ACTIVITY LIST:
- a) Using the article on the Brexit customs fund below, write out the passage starting at "Trade between the" and ending at "of the coronavirus.".
- b) Answer these questions from the article on the Brexit customs fund below:
(i) How much money did the Customs Grant Scheme hold?
(ii) About how many customs agents did the U.K. have a year ago, according to Logistics U.K.?
(iii) In the September survey, what share of respondents didn't think they'd have enough staff for the post-Brexit workload?

Start of PASSAGE FOR REVIEW

U.K. Fund for Brexit Customs Agents Runs Dry Amid Border Chaos
(Bloomberg) -- A government fund set up to help companies process customs paperwork after Brexit is running dry, leaving Britain at risk of a shortage of trained professionals to keep trade flowing.
Her Majesty’s Revenue and Customs,the U.K.’s tax-collecting agency, said it has allocated almost all the money from the Customs Grant Scheme, an 84 million-pound ($112 million) program to fund staff training and setting up new IT systems.
“If applications cannot be fulfilled due to funding, applicants will be placed on a waiting list to have funds allocated if and when funds are returned,” HMRC said in a statement. “Businesses may also want to look into support available through government-backed loans schemes like the coronavirus business interruption loan scheme.”
Trade between the U.K. and EU faces severe disruption if the post-Brexit paperwork burden cannot be managed: trucks arriving at the border risk being held up by customs officials for having the wrong documents, risking 7,000-truck-long queues at the border. The Port of Dover, Britain’s busiest crossing point with the EU, is already in chaos after France closed the border to prevent the spread of a new strain of the coronavirus.
The logistics industry estimates U.K. companies will need as many as 50,000 extra customs agents when Britain leaves the EU’s single market and customs union on Dec. 31, because freight moving across the border will be need to be accompanied by a customs declaration. An extra 400 million of them are expected to be filed annually, at a cost of about 13 billion pounds, even if the U.K. and European Union reach a trade deal.
The number of customs agents in the U.K. was about 15,000 a year ago, according to evidence given by Logistics U.K., a trade body, to Parliament in November. In September, a survey by the British International Freight Association found that 64% of respondents didn’t think they’d have sufficient staff to handle the post-Brexit workload.

End of PASSAGE FOR REVIEW
Start of STORED DATA

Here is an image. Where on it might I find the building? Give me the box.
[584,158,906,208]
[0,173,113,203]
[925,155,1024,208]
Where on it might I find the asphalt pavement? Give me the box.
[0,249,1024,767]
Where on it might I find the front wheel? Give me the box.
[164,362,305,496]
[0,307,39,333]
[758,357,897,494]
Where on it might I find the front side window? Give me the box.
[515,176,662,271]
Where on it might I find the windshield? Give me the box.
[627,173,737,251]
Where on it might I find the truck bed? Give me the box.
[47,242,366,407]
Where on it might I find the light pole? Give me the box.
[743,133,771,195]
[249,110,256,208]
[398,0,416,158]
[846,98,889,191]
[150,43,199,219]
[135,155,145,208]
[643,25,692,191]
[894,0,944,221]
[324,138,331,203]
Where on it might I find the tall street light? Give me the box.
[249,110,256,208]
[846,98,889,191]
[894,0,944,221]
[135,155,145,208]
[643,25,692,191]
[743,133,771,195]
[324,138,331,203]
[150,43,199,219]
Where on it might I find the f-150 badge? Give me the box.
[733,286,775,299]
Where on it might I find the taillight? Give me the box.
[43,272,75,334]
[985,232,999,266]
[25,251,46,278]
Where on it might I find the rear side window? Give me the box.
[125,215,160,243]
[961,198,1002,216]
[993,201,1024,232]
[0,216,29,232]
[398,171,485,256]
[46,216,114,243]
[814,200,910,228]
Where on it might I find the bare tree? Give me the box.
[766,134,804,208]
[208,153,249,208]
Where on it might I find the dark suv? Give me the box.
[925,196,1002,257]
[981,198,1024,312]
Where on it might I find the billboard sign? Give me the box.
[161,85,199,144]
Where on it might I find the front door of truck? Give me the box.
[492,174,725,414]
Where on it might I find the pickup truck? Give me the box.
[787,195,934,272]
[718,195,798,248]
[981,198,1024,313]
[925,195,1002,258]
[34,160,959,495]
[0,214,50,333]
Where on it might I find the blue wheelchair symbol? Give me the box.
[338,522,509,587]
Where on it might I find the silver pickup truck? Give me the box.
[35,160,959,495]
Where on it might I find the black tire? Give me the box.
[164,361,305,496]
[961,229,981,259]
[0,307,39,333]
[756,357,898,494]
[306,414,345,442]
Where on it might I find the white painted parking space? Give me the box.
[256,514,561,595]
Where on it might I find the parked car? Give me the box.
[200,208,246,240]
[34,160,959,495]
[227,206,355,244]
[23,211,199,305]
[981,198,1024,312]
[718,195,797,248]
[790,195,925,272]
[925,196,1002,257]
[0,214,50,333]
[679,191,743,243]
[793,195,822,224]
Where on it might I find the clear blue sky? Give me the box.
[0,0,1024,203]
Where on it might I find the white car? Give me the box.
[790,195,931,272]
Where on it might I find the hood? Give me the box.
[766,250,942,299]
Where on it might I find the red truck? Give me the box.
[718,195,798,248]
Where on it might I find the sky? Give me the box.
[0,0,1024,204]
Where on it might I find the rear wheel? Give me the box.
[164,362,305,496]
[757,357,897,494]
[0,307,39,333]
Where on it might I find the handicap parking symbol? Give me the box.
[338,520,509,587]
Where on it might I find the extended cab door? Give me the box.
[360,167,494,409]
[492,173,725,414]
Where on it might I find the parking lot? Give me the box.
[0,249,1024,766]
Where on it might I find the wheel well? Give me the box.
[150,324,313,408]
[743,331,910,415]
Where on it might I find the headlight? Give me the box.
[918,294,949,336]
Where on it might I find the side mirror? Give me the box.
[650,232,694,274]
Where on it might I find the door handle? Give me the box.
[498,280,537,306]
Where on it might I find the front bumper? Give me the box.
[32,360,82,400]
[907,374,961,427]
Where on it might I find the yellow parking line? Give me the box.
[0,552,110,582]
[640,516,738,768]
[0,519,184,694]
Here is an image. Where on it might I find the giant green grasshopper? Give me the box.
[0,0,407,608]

End of STORED DATA

ANSWERS BY ITEM NUMBER:
- a)
Trade between the U.K. and EU faces severe disruption if the post-Brexit paperwork burden cannot be managed: trucks arriving at the border risk being held up by customs officials for having the wrong documents, risking 7,000-truck-long queues at the border. The Port of Dover, Britain’s busiest crossing point with the EU, is already in chaos after France closed the border to prevent the spread of a new strain of the coronavirus.

- b)
(i) 84 million pounds ($112 million)
(ii) About 15,000
(iii) 64%